● **EXTRACTED ENTRIES**
────────────────────

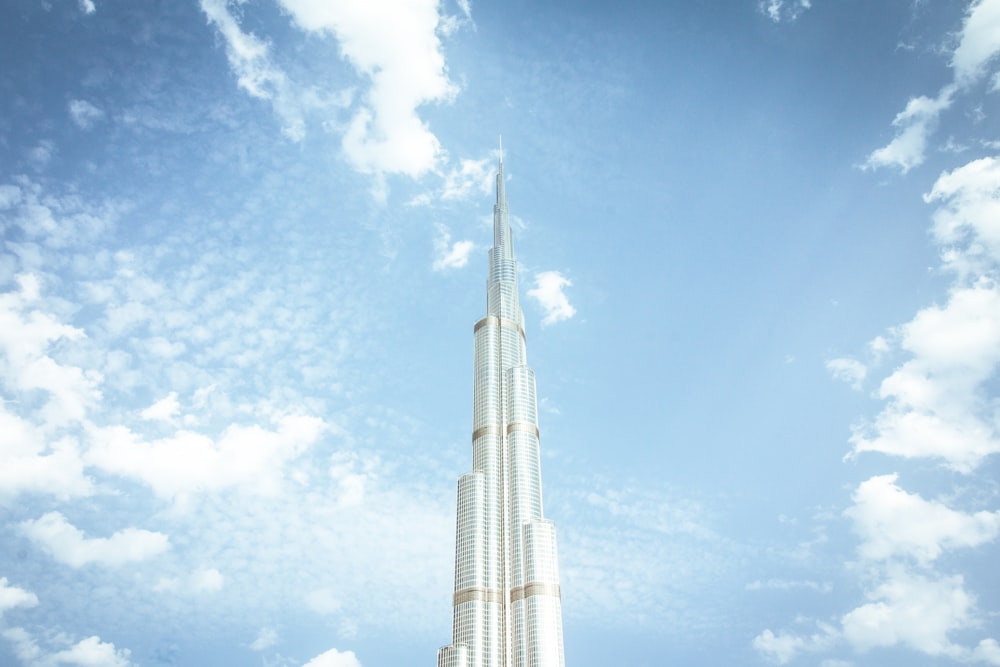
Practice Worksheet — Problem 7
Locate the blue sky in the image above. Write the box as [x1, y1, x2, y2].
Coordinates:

────────────────────

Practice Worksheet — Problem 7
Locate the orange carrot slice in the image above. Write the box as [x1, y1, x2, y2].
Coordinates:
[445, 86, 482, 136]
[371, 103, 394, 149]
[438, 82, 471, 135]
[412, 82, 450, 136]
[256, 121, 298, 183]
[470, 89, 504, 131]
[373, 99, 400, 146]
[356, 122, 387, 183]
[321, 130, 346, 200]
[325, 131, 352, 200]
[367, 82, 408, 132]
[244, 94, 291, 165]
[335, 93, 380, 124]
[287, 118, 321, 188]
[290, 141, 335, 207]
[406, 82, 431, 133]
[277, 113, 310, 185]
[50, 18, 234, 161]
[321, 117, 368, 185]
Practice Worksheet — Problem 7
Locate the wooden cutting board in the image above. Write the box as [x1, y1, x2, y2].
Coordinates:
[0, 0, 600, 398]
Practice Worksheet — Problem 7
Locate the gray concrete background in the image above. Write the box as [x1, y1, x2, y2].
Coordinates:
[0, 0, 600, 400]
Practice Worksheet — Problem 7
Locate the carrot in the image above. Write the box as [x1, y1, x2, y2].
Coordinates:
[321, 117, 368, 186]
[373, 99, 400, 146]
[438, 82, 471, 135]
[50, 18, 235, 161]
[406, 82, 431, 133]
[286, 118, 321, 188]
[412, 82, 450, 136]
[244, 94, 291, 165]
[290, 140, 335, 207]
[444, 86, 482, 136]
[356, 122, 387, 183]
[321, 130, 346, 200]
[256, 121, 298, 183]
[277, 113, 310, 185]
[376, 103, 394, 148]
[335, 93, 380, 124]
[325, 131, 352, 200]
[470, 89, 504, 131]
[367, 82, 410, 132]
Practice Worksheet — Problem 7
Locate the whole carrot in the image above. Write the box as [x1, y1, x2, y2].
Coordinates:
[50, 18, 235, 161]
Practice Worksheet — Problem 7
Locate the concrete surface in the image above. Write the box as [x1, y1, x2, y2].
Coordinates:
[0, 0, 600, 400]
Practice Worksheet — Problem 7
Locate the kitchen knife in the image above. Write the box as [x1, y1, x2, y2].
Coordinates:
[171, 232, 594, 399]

────────────────────

● **WHAT YOU ARE ASKED TO DO**
Copy every line of the material above that contains the string "Write". Upper and lower case must match.

● **OUTPUT FOR THIS TASK**
Locate the blue sky in the image above. Write the box as [x1, y1, x2, y2].
Locate the orange carrot slice in the image above. Write the box as [x1, y1, x2, y2].
Locate the wooden cutting board in the image above. Write the box as [x1, y1, x2, y2].
Locate the gray concrete background in the image above. Write the box as [x1, y1, x2, y2].
Locate the carrot in the image above. Write the box as [x1, y1, x2, y2].
Locate the whole carrot in the image above. Write the box as [x1, y1, x2, y2].
Locate the concrete surface in the image above. Write the box as [x1, y1, x2, y2].
Locate the kitchen knife in the image above. Write the box as [x1, y1, x2, y2].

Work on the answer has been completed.